» GIVEN TEXT:
——————
It was without surprise to school officials across the state that scores would plummet with the release of the 2013 School Report Cards. But explanations from the State Education Department announcing the results indicated that the scores would be used to create a new base line, instead of being flagged as a red mark of inefficiency. Similar to school districts across the state, the Onteora Central School District’s performance dropped — though, as before, it ranks above state and county averages. Onteora Superintendent Dr. Phyllis Spiegel-McGill came armed with easy to understand statistics during a conversation on Tuesday morning, August 13 and explained what it all meant.

In English Language Arts (ELA), 38 percent of Grade three Onteora students scored at levels three and four — meaning they met or scored above the proficiency level — and 37 percent of students passed in math. The Ulster County average for grade three students scoring at or above proficiency level is 28 percent in ELA and 23 percent in Math. In Saugerties school district, 33 percent of third graders met at or above proficiency level in ELA and 22 percent in Math. New Paltz grade-three ranked at 44 percent for ELA and 32 percent in Math. “I don’t know…I think third grade kids are so inexperienced to even sit for a standardized test,” McGill said.
——————
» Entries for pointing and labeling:
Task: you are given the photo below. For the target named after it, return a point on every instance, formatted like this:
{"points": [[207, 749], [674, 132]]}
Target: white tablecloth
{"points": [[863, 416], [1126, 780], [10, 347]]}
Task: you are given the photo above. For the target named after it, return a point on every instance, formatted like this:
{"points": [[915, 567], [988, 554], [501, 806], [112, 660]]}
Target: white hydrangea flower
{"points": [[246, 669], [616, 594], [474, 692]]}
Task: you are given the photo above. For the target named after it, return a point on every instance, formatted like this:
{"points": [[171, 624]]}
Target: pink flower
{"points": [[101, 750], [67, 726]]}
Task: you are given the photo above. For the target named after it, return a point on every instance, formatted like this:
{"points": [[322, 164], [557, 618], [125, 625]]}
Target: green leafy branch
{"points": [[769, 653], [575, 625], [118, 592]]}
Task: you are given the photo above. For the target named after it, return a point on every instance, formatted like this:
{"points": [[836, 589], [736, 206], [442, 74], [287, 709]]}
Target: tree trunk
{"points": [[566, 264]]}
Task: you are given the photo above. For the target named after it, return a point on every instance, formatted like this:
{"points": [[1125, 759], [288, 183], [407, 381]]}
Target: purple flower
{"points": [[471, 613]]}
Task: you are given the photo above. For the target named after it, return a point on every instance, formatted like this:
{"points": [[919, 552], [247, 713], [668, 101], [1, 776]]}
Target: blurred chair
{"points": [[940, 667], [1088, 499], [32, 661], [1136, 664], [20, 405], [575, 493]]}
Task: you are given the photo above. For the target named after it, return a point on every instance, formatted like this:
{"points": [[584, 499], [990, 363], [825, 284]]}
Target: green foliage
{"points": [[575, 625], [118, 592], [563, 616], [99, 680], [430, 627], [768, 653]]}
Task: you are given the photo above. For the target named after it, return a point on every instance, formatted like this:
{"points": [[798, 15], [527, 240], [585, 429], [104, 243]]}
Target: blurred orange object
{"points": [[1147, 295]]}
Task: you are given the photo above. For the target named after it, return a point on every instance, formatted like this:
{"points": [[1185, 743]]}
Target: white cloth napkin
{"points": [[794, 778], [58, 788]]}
——————
» DIRECTIONS:
**A)** Duplicate the report card text in full, word for word.
**B)** Show each line of the entries that contains the word "blurred", copied unchanged.
The report card text and the entries have no connection to each other.

» RESULTS FOR EACH TASK:
**A)**
It was without surprise to school officials across the state that scores would plummet with the release of the 2013 School Report Cards. But explanations from the State Education Department announcing the results indicated that the scores would be used to create a new base line, instead of being flagged as a red mark of inefficiency. Similar to school districts across the state, the Onteora Central School District’s performance dropped — though, as before, it ranks above state and county averages. Onteora Superintendent Dr. Phyllis Spiegel-McGill came armed with easy to understand statistics during a conversation on Tuesday morning, August 13 and explained what it all meant.

In English Language Arts (ELA), 38 percent of Grade three Onteora students scored at levels three and four — meaning they met or scored above the proficiency level — and 37 percent of students passed in math. The Ulster County average for grade three students scoring at or above proficiency level is 28 percent in ELA and 23 percent in Math. In Saugerties school district, 33 percent of third graders met at or above proficiency level in ELA and 22 percent in Math. New Paltz grade-three ranked at 44 percent for ELA and 32 percent in Math. “I don’t know…I think third grade kids are so inexperienced to even sit for a standardized test,” McGill said.

**B)**
Target: blurred chair
Target: blurred orange object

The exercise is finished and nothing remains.